DATA RECORDS:
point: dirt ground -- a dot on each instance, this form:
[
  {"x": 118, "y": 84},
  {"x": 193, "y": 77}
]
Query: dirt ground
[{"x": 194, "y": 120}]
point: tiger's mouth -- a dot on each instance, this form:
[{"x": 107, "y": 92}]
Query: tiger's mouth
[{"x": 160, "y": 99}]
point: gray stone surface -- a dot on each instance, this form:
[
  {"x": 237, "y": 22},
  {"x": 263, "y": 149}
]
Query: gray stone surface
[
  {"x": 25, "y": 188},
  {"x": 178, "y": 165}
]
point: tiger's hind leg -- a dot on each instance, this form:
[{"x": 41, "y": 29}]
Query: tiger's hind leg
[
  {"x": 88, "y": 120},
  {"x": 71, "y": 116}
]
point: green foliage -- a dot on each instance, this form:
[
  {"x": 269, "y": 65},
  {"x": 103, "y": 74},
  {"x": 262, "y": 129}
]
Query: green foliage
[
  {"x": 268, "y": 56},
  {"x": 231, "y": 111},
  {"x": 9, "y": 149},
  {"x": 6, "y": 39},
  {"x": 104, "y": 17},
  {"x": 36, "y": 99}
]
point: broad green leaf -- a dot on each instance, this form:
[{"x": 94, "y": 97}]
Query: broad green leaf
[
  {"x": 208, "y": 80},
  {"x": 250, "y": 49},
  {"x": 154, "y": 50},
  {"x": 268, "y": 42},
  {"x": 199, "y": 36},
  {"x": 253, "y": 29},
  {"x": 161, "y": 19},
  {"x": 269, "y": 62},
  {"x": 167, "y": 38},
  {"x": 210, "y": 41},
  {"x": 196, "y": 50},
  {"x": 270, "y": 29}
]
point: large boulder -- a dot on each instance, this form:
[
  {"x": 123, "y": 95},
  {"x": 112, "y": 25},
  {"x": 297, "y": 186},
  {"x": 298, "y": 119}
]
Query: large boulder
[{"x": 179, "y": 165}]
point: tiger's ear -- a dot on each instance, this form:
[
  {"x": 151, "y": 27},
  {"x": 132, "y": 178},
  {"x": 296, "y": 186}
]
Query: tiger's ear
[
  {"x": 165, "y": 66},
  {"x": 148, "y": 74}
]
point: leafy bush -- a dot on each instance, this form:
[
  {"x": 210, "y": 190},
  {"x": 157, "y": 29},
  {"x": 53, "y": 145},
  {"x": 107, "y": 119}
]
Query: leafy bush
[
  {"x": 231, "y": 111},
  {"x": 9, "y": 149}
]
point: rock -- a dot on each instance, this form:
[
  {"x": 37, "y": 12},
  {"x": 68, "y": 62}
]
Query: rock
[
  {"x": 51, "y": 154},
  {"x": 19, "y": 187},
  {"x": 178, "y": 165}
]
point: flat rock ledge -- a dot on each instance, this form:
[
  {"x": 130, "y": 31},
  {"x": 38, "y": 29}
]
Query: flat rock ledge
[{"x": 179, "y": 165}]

YOUR ASSIGNMENT: Repeat the full set of records exactly.

RESPONSE AREA:
point: dirt ground -- a dot on each instance, this form:
[
  {"x": 118, "y": 84},
  {"x": 193, "y": 77}
]
Query: dirt ground
[{"x": 194, "y": 120}]
point: tiger's mouth -- a dot on each instance, this form:
[{"x": 107, "y": 92}]
Query: tiger's mouth
[{"x": 160, "y": 99}]
point: gray stone surface -- a dot on each instance, this form:
[
  {"x": 237, "y": 22},
  {"x": 263, "y": 149}
]
Query: gray stone surface
[
  {"x": 25, "y": 188},
  {"x": 178, "y": 165}
]
point: tiger's hind leg -- a dot on each instance, this form:
[{"x": 41, "y": 29}]
Query: tiger's hind leg
[
  {"x": 88, "y": 120},
  {"x": 71, "y": 116}
]
point: green foliage -- a dot on each instance, this form:
[
  {"x": 269, "y": 65},
  {"x": 103, "y": 74},
  {"x": 262, "y": 129}
]
Query: green foliage
[
  {"x": 268, "y": 56},
  {"x": 231, "y": 111},
  {"x": 9, "y": 149},
  {"x": 6, "y": 39},
  {"x": 104, "y": 17},
  {"x": 36, "y": 99}
]
point: broad green leaf -- a dot on each instance, this form:
[{"x": 94, "y": 97}]
Query: broad green leaf
[
  {"x": 208, "y": 80},
  {"x": 250, "y": 49},
  {"x": 154, "y": 50},
  {"x": 268, "y": 42},
  {"x": 199, "y": 36},
  {"x": 253, "y": 29},
  {"x": 161, "y": 19},
  {"x": 269, "y": 62},
  {"x": 167, "y": 38},
  {"x": 210, "y": 41},
  {"x": 196, "y": 50},
  {"x": 270, "y": 29}
]
point: large boulder -- a dot on each instance, this form:
[
  {"x": 123, "y": 95},
  {"x": 112, "y": 25},
  {"x": 297, "y": 186},
  {"x": 298, "y": 119}
]
Query: large boulder
[{"x": 179, "y": 165}]
point: tiger's ear -- a dot on each instance, this form:
[
  {"x": 151, "y": 27},
  {"x": 132, "y": 178},
  {"x": 296, "y": 186}
]
Query: tiger's ear
[
  {"x": 165, "y": 66},
  {"x": 148, "y": 74}
]
point: leafy bush -- a dot on each instance, this form:
[
  {"x": 210, "y": 190},
  {"x": 157, "y": 29},
  {"x": 53, "y": 145},
  {"x": 107, "y": 119}
]
Query: leafy bush
[
  {"x": 231, "y": 111},
  {"x": 9, "y": 149}
]
point: rock -- a dot on each instance, this form:
[
  {"x": 37, "y": 12},
  {"x": 68, "y": 62}
]
Query: rock
[
  {"x": 51, "y": 154},
  {"x": 19, "y": 187},
  {"x": 178, "y": 165}
]
point: flat rock ledge -- a dot on each instance, this form:
[
  {"x": 130, "y": 31},
  {"x": 38, "y": 29}
]
Query: flat rock ledge
[{"x": 179, "y": 165}]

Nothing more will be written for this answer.